Using the line that contains "pixels, x before" as the start, restate each line word for word through the final line of the material below, and return only those.

▶

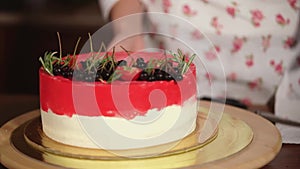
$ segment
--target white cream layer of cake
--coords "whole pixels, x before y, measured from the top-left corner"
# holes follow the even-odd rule
[[[122,150],[143,148],[180,140],[194,131],[195,96],[183,105],[148,110],[145,116],[120,117],[57,115],[41,110],[44,133],[51,139],[78,147]]]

◀

- [REPLY]
--coords "whole pixels, x before y, measured from the top-left corner"
# holes follow the even-odd rule
[[[122,150],[143,148],[180,140],[194,131],[195,96],[183,105],[148,110],[145,116],[120,117],[57,115],[41,110],[44,133],[51,139],[78,147]]]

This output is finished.